YOUR INSTRUCTIONS: Please count the lines in the records below that contain the string "adjacent". Reply with that number only.

RECORD SET:
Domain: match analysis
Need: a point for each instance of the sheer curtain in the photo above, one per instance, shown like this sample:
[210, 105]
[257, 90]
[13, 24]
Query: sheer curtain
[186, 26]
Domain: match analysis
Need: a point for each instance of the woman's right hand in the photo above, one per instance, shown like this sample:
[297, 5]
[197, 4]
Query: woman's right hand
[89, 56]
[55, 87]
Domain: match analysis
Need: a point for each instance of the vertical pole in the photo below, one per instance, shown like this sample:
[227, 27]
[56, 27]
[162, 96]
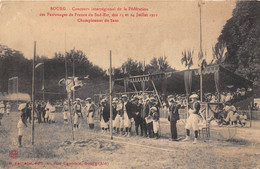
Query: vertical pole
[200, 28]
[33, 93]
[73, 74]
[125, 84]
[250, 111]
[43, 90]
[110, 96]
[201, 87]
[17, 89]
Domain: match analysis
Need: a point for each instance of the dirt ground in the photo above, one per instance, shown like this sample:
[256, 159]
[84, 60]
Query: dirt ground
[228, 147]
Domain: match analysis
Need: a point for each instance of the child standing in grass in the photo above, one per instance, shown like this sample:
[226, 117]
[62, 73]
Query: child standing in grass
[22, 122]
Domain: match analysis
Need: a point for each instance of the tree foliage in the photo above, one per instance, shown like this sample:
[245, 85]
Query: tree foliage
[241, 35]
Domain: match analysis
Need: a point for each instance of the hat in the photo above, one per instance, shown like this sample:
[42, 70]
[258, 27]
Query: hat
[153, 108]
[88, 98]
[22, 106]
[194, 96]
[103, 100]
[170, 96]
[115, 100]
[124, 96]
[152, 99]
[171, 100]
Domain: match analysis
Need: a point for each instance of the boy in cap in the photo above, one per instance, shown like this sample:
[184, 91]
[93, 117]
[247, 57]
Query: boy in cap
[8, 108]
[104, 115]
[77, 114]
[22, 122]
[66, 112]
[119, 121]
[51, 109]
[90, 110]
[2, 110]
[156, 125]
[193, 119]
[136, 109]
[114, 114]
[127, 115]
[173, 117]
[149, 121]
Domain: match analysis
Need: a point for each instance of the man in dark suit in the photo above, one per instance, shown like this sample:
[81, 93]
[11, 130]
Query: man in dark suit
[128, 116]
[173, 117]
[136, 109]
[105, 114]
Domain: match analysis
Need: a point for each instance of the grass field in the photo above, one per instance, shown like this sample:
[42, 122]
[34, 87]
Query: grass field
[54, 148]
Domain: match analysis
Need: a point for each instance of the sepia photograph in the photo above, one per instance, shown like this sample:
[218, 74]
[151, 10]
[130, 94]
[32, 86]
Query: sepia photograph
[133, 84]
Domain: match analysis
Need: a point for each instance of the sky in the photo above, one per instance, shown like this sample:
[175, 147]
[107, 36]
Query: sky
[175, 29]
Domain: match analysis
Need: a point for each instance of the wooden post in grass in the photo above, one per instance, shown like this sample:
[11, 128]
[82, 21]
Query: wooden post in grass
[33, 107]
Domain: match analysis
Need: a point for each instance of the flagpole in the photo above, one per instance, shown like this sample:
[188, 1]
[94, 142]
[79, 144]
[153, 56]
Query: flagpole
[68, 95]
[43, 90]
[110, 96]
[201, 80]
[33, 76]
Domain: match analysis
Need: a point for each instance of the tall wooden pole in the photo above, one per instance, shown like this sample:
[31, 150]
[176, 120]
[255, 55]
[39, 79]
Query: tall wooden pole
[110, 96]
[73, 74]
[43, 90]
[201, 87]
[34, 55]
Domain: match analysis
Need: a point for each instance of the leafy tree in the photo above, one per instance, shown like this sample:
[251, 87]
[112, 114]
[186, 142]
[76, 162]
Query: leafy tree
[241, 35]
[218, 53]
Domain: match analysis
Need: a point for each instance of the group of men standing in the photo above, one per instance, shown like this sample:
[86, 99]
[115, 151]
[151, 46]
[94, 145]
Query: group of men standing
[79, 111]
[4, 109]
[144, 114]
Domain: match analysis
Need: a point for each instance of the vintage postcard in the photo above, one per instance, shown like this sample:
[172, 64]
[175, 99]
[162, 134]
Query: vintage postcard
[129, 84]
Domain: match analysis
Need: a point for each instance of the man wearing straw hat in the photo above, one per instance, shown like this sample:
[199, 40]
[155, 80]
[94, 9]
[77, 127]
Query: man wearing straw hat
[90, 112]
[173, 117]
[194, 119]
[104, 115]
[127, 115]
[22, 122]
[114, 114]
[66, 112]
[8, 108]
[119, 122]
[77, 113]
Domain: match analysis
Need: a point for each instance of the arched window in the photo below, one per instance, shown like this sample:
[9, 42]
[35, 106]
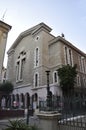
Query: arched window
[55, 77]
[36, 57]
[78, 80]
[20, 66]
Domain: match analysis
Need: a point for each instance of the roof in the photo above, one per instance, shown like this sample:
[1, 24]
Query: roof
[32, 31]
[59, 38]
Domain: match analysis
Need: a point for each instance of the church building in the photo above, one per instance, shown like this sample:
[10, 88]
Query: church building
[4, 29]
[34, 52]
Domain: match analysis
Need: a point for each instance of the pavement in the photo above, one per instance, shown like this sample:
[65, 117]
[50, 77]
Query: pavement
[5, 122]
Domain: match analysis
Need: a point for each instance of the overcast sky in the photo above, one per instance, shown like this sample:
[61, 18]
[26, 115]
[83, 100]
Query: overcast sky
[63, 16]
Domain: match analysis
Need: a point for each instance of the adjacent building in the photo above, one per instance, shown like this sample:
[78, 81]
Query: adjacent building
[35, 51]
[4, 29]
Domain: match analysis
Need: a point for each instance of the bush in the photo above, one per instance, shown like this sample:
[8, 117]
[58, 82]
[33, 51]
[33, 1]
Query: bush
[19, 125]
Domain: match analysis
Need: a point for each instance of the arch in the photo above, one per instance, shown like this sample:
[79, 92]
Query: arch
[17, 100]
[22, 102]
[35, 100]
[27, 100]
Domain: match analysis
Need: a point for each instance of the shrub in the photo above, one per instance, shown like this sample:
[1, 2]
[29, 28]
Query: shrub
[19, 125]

...

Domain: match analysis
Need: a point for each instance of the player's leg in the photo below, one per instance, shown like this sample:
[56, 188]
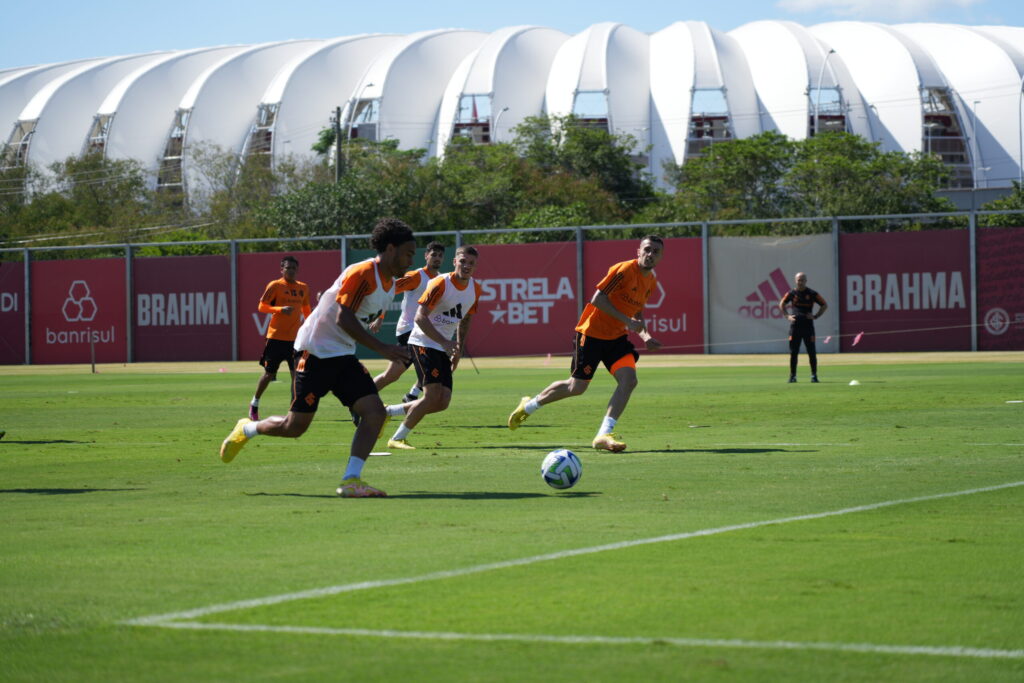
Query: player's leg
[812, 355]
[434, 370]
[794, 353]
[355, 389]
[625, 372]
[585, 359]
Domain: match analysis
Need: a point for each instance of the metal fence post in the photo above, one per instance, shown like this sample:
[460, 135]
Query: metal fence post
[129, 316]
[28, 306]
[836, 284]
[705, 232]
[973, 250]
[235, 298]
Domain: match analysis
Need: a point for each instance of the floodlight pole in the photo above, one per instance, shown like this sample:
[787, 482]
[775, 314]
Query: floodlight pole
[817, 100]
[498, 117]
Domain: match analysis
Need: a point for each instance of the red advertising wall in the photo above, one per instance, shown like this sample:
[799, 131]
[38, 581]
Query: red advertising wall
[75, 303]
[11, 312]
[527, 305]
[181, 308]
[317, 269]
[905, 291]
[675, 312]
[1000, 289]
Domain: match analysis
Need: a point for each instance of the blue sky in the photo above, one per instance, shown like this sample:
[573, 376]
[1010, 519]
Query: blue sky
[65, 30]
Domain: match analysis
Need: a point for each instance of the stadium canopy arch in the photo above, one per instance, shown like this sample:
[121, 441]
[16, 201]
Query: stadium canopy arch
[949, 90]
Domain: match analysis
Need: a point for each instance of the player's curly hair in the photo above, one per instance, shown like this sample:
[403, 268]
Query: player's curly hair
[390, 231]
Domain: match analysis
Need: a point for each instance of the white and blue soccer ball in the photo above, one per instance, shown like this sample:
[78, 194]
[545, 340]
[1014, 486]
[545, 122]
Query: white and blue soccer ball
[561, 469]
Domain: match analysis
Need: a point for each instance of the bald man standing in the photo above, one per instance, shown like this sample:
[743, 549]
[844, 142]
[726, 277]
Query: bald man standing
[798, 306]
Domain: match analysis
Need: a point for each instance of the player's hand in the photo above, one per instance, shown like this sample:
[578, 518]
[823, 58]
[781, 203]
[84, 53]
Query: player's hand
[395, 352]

RIGHT ANSWER: 2